Exercise description :: Your job is to retype the whole listing exactly.

——

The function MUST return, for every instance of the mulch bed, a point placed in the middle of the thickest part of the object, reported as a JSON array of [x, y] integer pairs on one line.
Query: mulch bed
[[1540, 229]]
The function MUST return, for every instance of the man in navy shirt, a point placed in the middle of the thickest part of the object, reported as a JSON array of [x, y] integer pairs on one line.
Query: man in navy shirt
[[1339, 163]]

——

Your response ::
The function MUST return, for every instance of the mulch bed, a point placed in the middle of the thickest part of the object, reported as a JSON array of [x, y] integer pairs on one line.
Query: mulch bed
[[1540, 229]]
The function MUST return, for every instance of the man in navy shirt, a point placed in the middle of the thickest part of the object, reported as a JSON array of [x, y] integer pairs on one line.
Query: man in navy shirt
[[1339, 163]]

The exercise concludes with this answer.